Provided data start

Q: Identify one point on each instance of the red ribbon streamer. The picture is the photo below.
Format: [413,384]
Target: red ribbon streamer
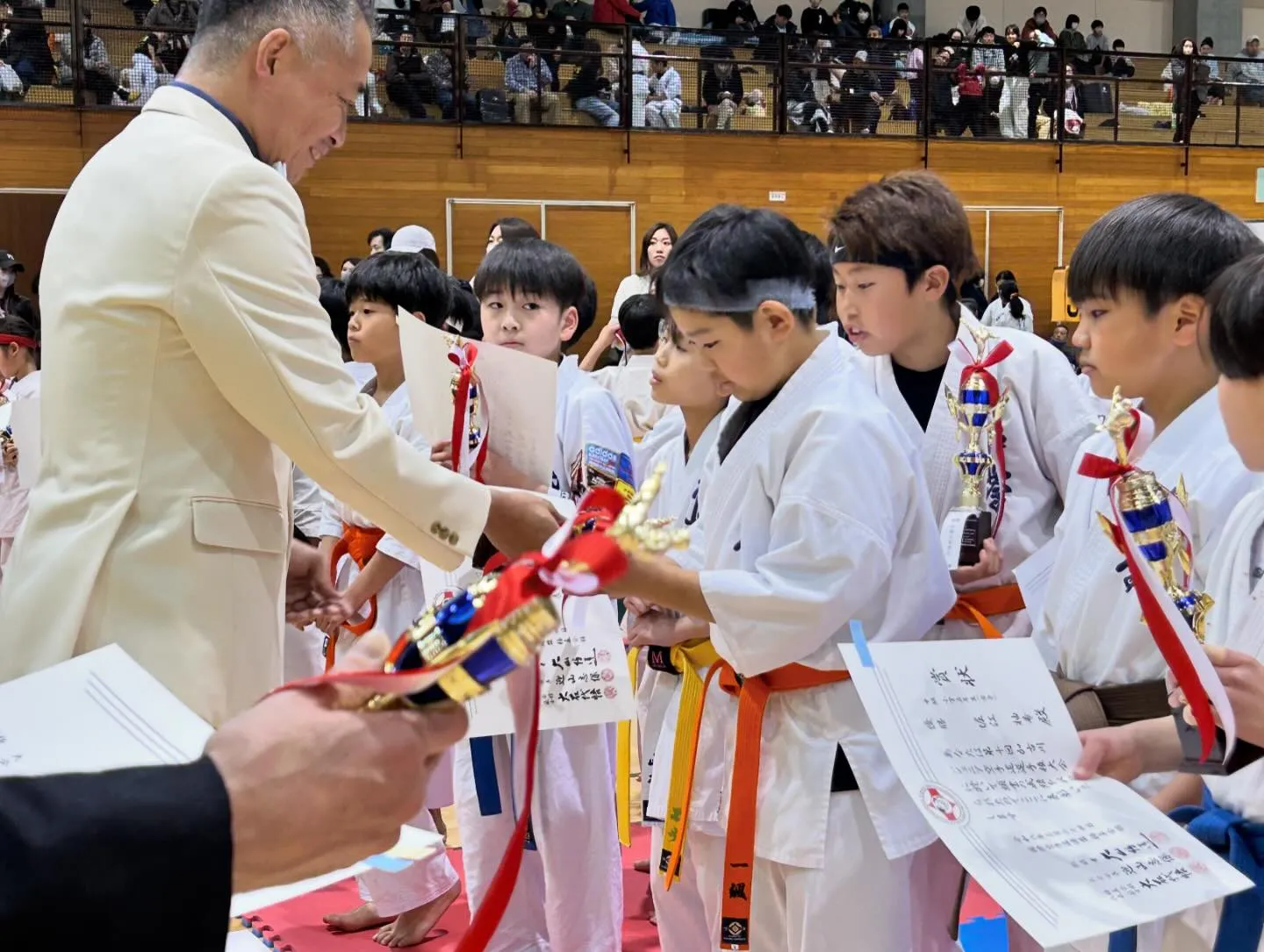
[464,358]
[1155,619]
[994,392]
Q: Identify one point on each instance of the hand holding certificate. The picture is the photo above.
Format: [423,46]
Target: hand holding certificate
[981,740]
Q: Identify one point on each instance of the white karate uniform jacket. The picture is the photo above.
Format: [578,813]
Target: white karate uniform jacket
[1045,422]
[180,378]
[1235,621]
[569,895]
[816,518]
[1090,616]
[629,383]
[658,693]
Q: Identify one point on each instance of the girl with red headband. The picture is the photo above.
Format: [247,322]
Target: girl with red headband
[19,366]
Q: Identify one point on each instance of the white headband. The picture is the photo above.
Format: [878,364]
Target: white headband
[787,292]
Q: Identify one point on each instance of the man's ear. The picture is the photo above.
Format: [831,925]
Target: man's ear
[569,324]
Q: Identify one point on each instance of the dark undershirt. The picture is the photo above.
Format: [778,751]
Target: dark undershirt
[921,390]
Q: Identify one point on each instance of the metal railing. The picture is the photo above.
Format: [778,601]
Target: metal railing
[442,68]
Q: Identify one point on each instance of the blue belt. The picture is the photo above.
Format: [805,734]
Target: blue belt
[1241,843]
[487,784]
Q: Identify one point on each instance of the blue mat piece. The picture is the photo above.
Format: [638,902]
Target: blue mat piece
[984,935]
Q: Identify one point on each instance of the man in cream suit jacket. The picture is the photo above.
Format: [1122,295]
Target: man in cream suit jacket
[187,361]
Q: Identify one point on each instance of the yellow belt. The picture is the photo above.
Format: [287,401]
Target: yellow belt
[686,659]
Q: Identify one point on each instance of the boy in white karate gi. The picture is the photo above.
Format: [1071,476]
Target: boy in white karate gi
[815,515]
[916,341]
[1139,277]
[382,579]
[1235,642]
[535,297]
[668,641]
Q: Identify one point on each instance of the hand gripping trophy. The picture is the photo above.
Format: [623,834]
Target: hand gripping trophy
[977,407]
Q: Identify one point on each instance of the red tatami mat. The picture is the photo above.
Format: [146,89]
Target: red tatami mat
[296,926]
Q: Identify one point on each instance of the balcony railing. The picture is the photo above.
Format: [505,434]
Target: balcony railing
[439,68]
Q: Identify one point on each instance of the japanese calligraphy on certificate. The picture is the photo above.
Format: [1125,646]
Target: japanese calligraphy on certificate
[982,742]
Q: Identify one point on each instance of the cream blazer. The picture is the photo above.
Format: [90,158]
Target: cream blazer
[186,361]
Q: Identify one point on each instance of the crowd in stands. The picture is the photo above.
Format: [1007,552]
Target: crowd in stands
[850,69]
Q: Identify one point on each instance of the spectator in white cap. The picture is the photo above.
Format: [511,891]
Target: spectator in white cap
[416,240]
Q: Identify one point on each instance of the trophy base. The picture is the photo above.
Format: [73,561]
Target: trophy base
[962,536]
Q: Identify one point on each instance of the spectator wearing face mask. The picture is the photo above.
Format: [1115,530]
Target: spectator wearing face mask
[9,268]
[1250,74]
[901,13]
[973,23]
[1217,89]
[1039,34]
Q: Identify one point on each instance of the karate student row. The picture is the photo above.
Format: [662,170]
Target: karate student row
[813,475]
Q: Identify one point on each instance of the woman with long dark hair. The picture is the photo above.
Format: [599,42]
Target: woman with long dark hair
[655,247]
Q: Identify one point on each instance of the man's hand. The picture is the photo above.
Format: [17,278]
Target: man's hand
[988,564]
[664,628]
[520,522]
[359,775]
[1243,676]
[310,594]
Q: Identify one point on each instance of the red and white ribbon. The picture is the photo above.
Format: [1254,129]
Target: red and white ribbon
[1175,640]
[468,413]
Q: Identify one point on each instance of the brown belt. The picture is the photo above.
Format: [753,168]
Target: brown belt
[1112,705]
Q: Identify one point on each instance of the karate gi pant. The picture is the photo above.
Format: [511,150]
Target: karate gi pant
[858,900]
[680,911]
[395,892]
[569,895]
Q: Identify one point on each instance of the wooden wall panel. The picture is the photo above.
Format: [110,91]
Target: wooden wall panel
[395,175]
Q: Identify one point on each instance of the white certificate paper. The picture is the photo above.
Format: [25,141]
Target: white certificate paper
[521,393]
[981,740]
[103,711]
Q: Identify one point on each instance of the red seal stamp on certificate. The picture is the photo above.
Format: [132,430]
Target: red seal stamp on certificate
[943,805]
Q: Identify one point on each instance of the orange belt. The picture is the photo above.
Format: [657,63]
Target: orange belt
[359,544]
[752,696]
[986,604]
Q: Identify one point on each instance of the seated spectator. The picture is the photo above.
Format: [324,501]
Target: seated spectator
[589,91]
[722,89]
[638,323]
[28,49]
[614,11]
[1119,65]
[815,22]
[1099,46]
[100,77]
[973,23]
[439,65]
[528,81]
[1250,74]
[901,13]
[1060,339]
[1009,310]
[174,16]
[663,106]
[657,13]
[408,82]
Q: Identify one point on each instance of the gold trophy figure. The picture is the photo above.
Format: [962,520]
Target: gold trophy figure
[976,413]
[1146,513]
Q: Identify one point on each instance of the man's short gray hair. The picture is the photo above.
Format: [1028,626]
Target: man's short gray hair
[226,28]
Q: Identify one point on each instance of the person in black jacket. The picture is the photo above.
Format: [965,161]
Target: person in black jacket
[815,22]
[304,783]
[723,89]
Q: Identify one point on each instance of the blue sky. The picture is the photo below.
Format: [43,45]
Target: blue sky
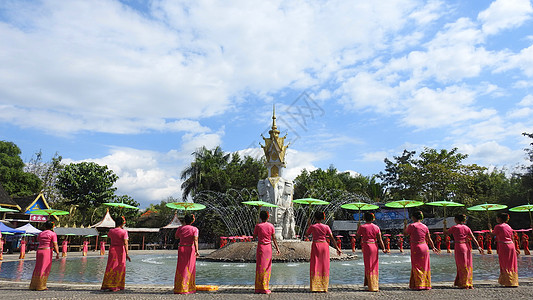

Provided data end

» **What you have to do**
Return every line from the lines above that contains the word "cream", copying each one in full.

» **Solution to the exercise**
Q: Identify one point on each instance of the man in cream suit jacket. The picture is the photo above.
Target: man in cream suit jacket
Q: Identify one point on each instance of the cream blazer. The picture is the photo above.
Target: cream blazer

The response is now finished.